Update the lines below by swapping "porch" for "deck" wherever it appears, and leave the rest untouched.

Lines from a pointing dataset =

[Start]

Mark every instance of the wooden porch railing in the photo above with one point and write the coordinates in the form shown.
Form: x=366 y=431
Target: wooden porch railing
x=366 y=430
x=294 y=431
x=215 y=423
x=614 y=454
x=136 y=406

[End]

RESULT OF THIS EXERCISE =
Mark every instance of the wooden deck railing in the photo above with one point and write the coordinates in the form shown.
Form: x=366 y=431
Target: wooden deck railing
x=366 y=430
x=294 y=431
x=215 y=423
x=614 y=454
x=136 y=406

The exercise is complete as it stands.